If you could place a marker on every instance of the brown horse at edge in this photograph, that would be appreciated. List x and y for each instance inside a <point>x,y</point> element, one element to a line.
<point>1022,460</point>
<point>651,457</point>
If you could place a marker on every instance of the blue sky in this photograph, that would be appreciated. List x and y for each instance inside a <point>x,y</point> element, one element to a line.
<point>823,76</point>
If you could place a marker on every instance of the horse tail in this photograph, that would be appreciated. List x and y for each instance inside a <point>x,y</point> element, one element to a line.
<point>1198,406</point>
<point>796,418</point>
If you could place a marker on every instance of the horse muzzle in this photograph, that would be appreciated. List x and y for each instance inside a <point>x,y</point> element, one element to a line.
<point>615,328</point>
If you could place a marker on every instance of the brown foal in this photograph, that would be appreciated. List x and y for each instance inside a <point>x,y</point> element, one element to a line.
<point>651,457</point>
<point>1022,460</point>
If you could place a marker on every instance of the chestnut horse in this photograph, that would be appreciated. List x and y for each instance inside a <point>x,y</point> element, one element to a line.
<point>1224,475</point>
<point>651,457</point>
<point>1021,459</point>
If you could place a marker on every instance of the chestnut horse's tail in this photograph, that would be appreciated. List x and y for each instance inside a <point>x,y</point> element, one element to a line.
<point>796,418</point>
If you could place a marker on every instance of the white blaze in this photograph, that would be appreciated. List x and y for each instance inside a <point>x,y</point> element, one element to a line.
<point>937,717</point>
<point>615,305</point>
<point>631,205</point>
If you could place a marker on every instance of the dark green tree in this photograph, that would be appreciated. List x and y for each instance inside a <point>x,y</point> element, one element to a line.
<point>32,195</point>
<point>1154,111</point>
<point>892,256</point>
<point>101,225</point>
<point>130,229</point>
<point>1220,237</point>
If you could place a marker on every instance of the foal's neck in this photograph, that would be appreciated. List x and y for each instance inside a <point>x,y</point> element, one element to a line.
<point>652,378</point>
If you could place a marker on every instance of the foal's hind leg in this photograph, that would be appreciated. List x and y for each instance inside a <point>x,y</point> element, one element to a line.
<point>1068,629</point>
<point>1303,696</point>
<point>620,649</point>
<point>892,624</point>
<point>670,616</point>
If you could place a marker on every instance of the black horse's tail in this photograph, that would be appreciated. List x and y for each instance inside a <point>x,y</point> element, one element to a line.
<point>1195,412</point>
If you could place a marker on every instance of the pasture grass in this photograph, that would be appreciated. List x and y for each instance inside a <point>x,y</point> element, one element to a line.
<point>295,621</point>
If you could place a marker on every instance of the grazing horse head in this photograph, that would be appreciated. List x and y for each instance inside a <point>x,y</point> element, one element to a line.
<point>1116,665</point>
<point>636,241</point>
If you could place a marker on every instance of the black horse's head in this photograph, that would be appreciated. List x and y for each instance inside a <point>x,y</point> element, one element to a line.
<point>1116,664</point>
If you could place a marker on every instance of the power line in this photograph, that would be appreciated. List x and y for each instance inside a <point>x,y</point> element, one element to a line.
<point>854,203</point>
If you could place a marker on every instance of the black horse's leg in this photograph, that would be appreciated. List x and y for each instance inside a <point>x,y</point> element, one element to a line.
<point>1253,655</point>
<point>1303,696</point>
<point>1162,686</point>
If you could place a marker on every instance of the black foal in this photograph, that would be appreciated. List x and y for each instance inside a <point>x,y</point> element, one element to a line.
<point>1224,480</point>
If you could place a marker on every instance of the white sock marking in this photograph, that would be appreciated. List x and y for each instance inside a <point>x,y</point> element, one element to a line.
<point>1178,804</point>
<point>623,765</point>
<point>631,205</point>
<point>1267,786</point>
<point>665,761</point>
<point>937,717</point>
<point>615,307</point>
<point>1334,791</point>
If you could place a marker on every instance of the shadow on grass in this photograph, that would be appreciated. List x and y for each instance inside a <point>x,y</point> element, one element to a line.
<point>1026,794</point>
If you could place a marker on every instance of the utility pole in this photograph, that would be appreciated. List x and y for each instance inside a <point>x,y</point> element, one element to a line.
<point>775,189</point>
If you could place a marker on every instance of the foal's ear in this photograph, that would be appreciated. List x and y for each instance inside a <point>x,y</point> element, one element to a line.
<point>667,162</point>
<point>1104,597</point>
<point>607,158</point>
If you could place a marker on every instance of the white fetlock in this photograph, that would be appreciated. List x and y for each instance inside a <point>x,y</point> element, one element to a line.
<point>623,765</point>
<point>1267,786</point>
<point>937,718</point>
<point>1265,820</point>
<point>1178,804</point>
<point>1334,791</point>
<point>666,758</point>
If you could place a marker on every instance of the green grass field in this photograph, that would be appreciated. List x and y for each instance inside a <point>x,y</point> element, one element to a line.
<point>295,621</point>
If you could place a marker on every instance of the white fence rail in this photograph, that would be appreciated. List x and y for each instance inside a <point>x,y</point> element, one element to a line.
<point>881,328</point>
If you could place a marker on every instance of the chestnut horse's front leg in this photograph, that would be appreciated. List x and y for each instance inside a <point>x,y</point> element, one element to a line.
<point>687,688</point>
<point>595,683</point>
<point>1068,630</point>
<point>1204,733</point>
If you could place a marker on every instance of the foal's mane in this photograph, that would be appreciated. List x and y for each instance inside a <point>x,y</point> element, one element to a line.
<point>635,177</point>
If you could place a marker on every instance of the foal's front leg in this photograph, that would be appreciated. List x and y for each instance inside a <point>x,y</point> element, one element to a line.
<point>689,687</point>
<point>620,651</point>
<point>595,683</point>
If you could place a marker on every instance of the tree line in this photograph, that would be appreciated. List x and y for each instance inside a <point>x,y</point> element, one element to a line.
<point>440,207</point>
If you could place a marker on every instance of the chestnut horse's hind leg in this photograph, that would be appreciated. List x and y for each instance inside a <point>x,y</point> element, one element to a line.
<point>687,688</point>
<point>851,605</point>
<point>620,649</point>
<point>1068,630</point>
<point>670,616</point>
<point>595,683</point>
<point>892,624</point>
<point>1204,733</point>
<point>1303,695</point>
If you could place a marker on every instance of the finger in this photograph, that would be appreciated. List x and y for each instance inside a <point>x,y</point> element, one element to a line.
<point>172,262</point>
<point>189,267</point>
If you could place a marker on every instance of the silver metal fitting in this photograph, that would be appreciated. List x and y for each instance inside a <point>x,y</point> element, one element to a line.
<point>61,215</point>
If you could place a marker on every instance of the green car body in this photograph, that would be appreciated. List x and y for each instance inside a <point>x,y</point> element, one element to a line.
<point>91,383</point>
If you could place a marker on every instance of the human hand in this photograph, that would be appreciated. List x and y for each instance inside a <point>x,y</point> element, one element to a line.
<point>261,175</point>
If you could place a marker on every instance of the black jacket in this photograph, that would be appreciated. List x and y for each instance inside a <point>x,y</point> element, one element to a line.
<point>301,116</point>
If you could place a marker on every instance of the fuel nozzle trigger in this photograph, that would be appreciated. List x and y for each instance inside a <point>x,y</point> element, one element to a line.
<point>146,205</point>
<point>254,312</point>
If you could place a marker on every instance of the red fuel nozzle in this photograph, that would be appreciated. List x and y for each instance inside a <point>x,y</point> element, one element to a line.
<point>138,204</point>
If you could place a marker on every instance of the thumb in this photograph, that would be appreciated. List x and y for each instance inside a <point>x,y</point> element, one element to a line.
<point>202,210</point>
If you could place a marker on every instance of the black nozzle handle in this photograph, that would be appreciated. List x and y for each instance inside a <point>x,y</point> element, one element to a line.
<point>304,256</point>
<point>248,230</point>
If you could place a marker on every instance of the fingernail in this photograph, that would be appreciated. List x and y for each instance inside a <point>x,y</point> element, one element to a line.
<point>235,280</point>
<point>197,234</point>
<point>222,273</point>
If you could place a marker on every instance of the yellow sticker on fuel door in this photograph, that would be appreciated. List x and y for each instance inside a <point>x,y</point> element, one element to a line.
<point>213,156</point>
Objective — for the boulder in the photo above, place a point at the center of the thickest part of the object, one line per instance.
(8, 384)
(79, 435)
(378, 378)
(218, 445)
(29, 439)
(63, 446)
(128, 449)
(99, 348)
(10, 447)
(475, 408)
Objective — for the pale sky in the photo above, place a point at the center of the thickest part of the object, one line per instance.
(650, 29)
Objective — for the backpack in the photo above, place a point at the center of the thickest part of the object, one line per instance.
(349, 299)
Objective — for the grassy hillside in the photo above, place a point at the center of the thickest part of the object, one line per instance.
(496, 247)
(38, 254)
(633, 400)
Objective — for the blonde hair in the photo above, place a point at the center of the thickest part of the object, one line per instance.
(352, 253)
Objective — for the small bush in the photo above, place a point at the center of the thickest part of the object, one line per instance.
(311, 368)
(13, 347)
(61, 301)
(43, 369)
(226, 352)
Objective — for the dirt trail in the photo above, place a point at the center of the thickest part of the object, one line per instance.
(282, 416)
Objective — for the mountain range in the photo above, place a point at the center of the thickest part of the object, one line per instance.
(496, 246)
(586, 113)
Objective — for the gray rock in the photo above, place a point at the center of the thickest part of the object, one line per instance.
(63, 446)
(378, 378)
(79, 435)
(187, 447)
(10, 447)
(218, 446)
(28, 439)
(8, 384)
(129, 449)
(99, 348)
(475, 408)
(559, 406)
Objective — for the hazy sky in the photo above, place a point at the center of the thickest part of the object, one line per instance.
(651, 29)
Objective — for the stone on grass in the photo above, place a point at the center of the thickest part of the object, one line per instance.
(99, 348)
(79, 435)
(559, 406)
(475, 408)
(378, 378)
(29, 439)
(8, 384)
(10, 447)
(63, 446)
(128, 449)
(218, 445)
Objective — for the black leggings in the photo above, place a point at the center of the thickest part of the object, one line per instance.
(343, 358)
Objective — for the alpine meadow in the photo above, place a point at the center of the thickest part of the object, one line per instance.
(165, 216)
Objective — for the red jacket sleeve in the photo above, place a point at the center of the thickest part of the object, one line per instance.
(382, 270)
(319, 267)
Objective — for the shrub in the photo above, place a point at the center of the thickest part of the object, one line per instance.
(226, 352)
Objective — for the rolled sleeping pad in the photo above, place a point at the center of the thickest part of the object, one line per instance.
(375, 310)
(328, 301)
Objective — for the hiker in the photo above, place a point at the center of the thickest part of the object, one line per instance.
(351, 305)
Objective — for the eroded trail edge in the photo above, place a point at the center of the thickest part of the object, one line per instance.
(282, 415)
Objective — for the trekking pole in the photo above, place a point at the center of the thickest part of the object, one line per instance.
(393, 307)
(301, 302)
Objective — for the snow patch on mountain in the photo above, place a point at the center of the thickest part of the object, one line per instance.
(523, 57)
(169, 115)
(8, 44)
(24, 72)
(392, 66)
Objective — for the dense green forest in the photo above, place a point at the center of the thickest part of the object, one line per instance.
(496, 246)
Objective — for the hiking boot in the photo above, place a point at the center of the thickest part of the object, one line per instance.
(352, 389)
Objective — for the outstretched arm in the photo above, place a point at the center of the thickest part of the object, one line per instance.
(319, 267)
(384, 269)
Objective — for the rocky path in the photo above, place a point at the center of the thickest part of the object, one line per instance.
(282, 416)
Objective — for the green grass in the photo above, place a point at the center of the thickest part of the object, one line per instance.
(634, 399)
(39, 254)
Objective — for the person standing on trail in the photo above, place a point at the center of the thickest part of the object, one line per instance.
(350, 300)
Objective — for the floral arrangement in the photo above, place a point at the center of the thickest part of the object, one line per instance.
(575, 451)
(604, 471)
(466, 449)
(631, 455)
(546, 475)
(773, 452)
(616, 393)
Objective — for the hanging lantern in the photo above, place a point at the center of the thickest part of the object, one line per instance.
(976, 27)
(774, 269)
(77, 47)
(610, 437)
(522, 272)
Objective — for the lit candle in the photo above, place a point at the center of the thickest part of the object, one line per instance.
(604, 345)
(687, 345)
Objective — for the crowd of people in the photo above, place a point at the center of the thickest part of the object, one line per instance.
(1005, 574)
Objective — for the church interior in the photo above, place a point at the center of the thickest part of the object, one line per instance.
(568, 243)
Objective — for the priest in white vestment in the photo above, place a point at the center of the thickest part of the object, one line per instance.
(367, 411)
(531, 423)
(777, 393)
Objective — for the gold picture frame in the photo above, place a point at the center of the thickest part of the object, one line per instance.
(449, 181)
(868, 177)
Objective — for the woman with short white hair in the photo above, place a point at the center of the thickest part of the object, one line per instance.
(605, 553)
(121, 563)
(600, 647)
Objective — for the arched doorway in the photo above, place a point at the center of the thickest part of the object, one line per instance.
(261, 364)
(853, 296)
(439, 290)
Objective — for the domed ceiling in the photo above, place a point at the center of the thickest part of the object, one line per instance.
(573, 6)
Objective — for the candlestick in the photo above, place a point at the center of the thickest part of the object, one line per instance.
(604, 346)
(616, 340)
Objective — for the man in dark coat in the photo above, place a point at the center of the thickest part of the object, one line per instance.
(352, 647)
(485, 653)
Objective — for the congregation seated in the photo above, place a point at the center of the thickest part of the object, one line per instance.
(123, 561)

◆ ◆ ◆ ◆

▶ **TASK OBJECTIVE**
Start at the line containing "Objective — for the candlestick" and print each line exactly until the listing ends, keeping the final line too.

▶ **ANSWER**
Objective — for the candlestick in the photo above, place a point at the center of the thickest part of the object, one line per instance.
(604, 346)
(616, 340)
Objective — for the man in dark coat in the photo above, place a point at the center of the thickest part of the object, one line per instance.
(352, 647)
(485, 653)
Objective — for the congregation seated in the photo above, place a point at the center of the thickest part of the object, one line per instance.
(123, 561)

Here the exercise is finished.